(Data items)
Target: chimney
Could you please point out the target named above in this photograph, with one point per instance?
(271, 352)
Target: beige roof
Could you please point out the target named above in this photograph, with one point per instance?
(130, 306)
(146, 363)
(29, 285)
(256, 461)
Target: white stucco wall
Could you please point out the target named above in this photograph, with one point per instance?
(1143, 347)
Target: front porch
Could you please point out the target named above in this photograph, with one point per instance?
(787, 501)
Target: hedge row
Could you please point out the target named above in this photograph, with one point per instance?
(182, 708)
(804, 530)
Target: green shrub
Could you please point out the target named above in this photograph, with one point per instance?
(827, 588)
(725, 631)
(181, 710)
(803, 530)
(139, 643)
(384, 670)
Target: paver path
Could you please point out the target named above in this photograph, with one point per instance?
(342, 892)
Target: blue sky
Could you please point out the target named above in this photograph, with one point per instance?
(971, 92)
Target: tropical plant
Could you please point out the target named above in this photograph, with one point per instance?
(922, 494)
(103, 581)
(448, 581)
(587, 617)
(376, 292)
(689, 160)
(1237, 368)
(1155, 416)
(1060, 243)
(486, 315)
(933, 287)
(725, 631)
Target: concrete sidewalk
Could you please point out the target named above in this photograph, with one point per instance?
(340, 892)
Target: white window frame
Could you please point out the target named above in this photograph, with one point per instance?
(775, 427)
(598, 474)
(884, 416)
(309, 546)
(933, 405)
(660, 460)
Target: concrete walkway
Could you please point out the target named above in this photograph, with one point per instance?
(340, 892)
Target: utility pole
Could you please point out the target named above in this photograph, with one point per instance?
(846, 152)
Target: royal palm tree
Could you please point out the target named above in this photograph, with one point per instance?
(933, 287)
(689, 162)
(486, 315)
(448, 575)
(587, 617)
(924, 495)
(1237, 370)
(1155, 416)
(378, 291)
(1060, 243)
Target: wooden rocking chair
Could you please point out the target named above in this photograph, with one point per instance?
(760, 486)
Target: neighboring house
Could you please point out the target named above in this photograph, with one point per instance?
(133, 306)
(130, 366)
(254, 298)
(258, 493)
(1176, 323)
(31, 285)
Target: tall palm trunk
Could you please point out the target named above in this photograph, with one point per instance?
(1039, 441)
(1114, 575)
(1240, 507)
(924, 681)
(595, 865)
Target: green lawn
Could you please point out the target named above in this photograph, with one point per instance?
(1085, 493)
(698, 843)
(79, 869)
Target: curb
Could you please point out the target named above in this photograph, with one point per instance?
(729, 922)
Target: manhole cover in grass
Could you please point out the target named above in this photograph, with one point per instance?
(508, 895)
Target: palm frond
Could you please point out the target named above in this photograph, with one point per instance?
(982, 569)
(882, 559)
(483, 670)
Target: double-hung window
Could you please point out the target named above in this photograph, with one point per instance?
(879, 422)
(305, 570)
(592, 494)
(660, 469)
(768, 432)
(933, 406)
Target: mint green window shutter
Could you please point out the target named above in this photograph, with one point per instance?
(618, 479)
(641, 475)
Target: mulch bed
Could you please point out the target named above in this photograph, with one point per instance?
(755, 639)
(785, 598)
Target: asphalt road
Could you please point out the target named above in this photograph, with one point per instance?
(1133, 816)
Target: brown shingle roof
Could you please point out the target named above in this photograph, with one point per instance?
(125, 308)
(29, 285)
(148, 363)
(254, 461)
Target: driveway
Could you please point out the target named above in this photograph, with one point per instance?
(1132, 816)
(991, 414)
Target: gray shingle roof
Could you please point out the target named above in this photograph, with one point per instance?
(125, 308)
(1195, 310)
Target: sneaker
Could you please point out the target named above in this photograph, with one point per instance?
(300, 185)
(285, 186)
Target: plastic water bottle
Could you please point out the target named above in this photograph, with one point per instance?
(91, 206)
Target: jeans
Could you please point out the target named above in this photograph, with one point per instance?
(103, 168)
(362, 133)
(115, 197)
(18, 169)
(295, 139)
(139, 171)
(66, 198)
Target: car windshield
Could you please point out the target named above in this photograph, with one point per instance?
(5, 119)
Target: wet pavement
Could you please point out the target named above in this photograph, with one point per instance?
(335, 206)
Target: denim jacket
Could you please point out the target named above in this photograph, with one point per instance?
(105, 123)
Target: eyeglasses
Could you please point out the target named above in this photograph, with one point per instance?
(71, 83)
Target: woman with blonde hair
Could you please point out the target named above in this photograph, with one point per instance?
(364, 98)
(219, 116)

WORK INSTRUCTION:
Each record needs to be duplicated exactly.

ANSWER SPACE:
Target: chimney
Could you please point out the target named above in this photograph, with one point per instance?
(271, 352)
Target: beige roof
Could you please point out the target named above in this photograph, with one point per instance?
(130, 306)
(146, 363)
(29, 285)
(256, 461)
Target: white stucco wall
Could you please point out the target named above in this photograph, with one point per instance?
(1143, 347)
Target: front porch
Could you please point out the target named above in this photograph, with one point per instance?
(787, 501)
Target: hedge row
Could you please point out the target named above in this photograph, with one point per instance?
(182, 708)
(804, 530)
Target: green shrub
Could you please point out the target named above in this photograph, with one point per instance?
(827, 588)
(725, 631)
(181, 710)
(803, 530)
(139, 643)
(384, 670)
Target: paver path
Could you please point out the target named above in this photograph, with one point per instance?
(342, 892)
Target: blue sky
Could you please point out the target named above in this photograph, with one point per instance?
(971, 92)
Target: tropical plant
Could you please point out the target named above in this photograph, with one point per instance?
(922, 494)
(103, 581)
(448, 581)
(587, 617)
(376, 292)
(689, 160)
(1237, 368)
(1155, 416)
(1060, 243)
(486, 315)
(933, 287)
(725, 631)
Target: concrete sidewalk
Could you please point out the target named above in this photograph, with one point per instance?
(340, 892)
Target: white window frame
Could you please point out the target named above in this photograph, with one point per instance?
(775, 427)
(598, 474)
(884, 416)
(309, 546)
(933, 405)
(660, 460)
Target: concrete walkway
Could you please point out the target named above in this photograph, with one point per instance?
(340, 892)
Target: utility pole
Could you please point out the target named above in this photograph, with one point per instance?
(846, 152)
Target: royal palm tree
Could you please point out the target named above in this photograph, with one point per instance?
(933, 287)
(689, 162)
(486, 315)
(448, 575)
(587, 617)
(924, 495)
(1237, 370)
(1155, 416)
(378, 291)
(1060, 243)
Target: wooden rocking chair
Could you please point out the target named above in this photograph, with one point per instance?
(760, 486)
Target: neighboring house
Could you please point out the target named above in this photograph, with one point per instance?
(133, 306)
(130, 366)
(254, 298)
(258, 493)
(1176, 323)
(31, 285)
Target: tall palm trunk
Could you please point out the target named above in this photograph, with one point per instance?
(1039, 441)
(1114, 575)
(1240, 507)
(924, 681)
(595, 865)
Target: green lawn
Could you please point out the target named above in this photograph, with one point per instance?
(1085, 493)
(698, 843)
(79, 869)
Target: curb
Could you please point out the target named above in this photograph, with one point per instance?
(729, 922)
Target: manhole cover in grass
Could you please point out the target named above in this photograph, with one point per instance?
(508, 895)
Target: palm frond
Could you please point out the target named above in this photograph, with one point per instance?
(982, 569)
(882, 559)
(483, 670)
Target: double-hung window
Could you please point out the target named above in this photograph, with one point per instance?
(879, 422)
(305, 570)
(592, 494)
(660, 469)
(768, 432)
(933, 406)
Target: mint green window shutter
Could you please point out the target named above in this photograph, with one point per instance?
(618, 479)
(641, 475)
Target: mulch bed
Could you please point out the target named above in this photograph, with one point per instance?
(755, 639)
(785, 598)
Target: asphalt road
Could you please point out the target named above in this photograph, with one point per instance?
(1133, 816)
Target: brown shingle roof
Could you please point out the target named above in this photograph, with one point per instance?
(125, 308)
(29, 285)
(148, 363)
(254, 461)
Target: driveway
Could you please point out the target named above in this photograph, with one point per instance?
(1132, 816)
(991, 414)
Target: gray shingle roof
Could you please point out the target named above in this photograph, with one point per instance?
(125, 308)
(1195, 310)
Target: sneaker
Could you please point out the target named above in this photograph, with one point per instance?
(300, 185)
(285, 186)
Target: plastic water bottle
Could you please point out the target named above in this photograph, with one point per instance?
(91, 206)
Target: jeans
Could you please point out the target named above in this photograph, with one point per instance?
(103, 168)
(362, 133)
(115, 197)
(18, 169)
(295, 139)
(139, 171)
(66, 198)
Target: car windshield
Could you please point out the target named above in this photograph, with one point per instance?
(5, 119)
Target: wet pavement
Could you please point out the target named above in this photograph, with one point per instance?
(335, 206)
Target: denim jacket
Could you please point out the target named above in this photograph, with one point per instance?
(105, 123)
Target: eyeglasses
Could you please point out the target named above in this photograph, with one point per instance?
(71, 83)
Target: woman with blonde hair
Could you please point out the target named above in this photograph, with one point per instance?
(364, 98)
(219, 116)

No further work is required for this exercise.